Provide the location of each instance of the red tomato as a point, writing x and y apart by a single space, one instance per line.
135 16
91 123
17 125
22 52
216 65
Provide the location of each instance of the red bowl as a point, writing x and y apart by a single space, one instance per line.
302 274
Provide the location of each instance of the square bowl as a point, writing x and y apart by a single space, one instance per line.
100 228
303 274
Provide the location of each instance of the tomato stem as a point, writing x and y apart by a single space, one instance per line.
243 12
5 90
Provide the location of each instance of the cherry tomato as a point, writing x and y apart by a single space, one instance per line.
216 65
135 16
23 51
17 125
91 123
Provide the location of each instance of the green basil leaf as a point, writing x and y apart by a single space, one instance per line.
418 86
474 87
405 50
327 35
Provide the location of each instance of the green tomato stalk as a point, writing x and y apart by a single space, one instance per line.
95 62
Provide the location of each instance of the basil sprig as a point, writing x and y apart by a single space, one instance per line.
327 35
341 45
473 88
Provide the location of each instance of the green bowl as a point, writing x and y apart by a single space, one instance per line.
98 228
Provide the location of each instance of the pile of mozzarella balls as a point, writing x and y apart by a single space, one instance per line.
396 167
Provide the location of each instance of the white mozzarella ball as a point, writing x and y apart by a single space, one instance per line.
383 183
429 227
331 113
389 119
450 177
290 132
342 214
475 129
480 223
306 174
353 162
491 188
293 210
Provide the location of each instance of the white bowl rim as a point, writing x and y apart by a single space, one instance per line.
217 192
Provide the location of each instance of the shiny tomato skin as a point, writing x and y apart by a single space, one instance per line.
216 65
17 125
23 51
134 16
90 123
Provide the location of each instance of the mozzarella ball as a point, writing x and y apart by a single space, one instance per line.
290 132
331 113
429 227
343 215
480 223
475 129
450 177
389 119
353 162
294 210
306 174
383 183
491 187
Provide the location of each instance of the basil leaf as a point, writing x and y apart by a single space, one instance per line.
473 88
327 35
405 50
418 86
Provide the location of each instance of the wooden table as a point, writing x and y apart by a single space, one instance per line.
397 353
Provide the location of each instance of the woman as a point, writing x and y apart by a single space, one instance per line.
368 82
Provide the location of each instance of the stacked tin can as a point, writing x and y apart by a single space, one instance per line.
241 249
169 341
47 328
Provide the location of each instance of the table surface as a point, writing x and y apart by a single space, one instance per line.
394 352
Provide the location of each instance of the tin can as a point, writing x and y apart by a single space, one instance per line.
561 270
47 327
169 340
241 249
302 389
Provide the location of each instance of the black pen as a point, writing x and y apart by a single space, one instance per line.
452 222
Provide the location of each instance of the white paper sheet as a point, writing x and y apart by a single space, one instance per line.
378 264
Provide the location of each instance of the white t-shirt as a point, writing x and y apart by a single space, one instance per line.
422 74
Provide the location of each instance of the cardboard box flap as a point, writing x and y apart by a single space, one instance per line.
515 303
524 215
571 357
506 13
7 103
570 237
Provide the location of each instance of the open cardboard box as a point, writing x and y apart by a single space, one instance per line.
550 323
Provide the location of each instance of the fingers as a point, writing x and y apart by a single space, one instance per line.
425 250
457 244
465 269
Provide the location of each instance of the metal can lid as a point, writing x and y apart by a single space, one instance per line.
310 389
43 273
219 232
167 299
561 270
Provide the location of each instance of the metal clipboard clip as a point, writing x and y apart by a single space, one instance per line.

STATED GOAL - Reproduce the full set of records precisely.

RESULT FOR THIS TASK -
Provide the location of each instance of the red tomato as a point, writing x and y apart by a single space, one instance per line.
135 16
91 123
17 125
22 52
216 65
Provide the location of each instance of the red bowl as a point, writing x and y apart by a single space, one instance per line.
302 274
Provide the location of each instance of the square bowl as a point, writing x and y apart by a single space, one instance per line.
100 228
303 274
Provide the location of each instance of the tomato stem as a point, writing x and y apart by a single space, one instance per line.
243 12
5 90
Provide the location of each instance of the cherry tomato as a point, writing x and y apart by a single space, one instance per line.
216 65
135 16
23 51
17 125
91 123
Provide the location of each instance of the green basil leaf as a point, writing x and y apart by a single space, one instance per line.
418 86
474 87
405 50
327 35
Provide the location of each instance of the green tomato stalk as a point, writing x and y apart by a single space, one instance per line.
95 62
Provide the location of each instance of the basil sprig as a point, writing x and y apart by a single space, one instance per line.
327 35
341 45
473 88
Provide the location of each instance of the green bowl as a point, writing x and y apart by a single space, one instance per line.
98 228
Provide the location of each instance of the pile of mozzarella balls as a point, writing x and y apart by a single space, one instance per line.
396 167
Provide the location of each instance of the white mozzarella ball as a point, writing x and y apart by a single space, one instance per line.
383 183
429 227
331 113
389 119
450 177
290 132
342 214
475 129
480 223
306 174
353 162
491 188
293 210
Provide the location of each instance of the white bowl rim as a point, writing x and y apart by a single space, one instance per line.
217 192
Provide the location of each instance of the shiny tomato skin as a point, writing x and y apart by a single space, one instance per line.
216 65
17 125
23 51
134 16
90 123
Provide the location of each instance of the mozzarella ball as a point, writing x and y apart by a single space, one instance per line.
290 132
331 113
429 227
343 215
480 223
475 129
450 177
389 119
353 162
294 210
306 174
383 183
491 187
Provide the location of each instance of the basil leaf as a point, writing x and y apart by a single space, one instance per line.
473 88
327 35
405 50
418 86
Provide the location of each instance of the wooden table as a point, writing x and y apart by a single space, one instance per line.
397 353
Provide the location of each instance of the woman as a point, writing x and y apart by a single space, one instance per line.
368 82
Provide the location of each instance of the stacked tin can as a point, writing x and y apart by a single space, one instance per line.
241 249
169 341
47 328
Provide the location of each instance of the table surface as a point, writing x and y apart by a single space, one instance per line.
394 352
Provide the location of each instance of the tin can as a point, writing x and y apart by a single space, one instance per line.
561 270
47 327
169 340
241 249
302 389
Provide the location of each instance of the black pen as a point, writing x and y apart by a single space, one instance per line.
452 222
Provide the location of each instance of the white paper sheet as a point, writing x and y apart by a single space, one instance per line.
378 264
Provide the location of each instance of the white t-shirt as a point, writing x and y apart by a single space, one instance per line.
422 74
Provide the location of each instance of the cardboard box flap as a point, writing x and y apart by a single space, one instance per line.
515 303
524 215
571 357
506 13
7 103
570 237
Provide the location of each instance of the open cardboard box as a point, writing x and y apart by a single space, one instance per line.
550 323
Provide the location of each instance of the fingers as a point, writing x and y apart by a single space, one instance per line.
425 250
457 244
465 269
Provide the location of each instance of the metal can lid as a point, writing x and y apart by a single space, one instance per line.
310 389
43 273
219 232
167 299
561 270
Provide the location of each instance of the metal clipboard clip as a point, writing x and y apart by a single space, one instance per line.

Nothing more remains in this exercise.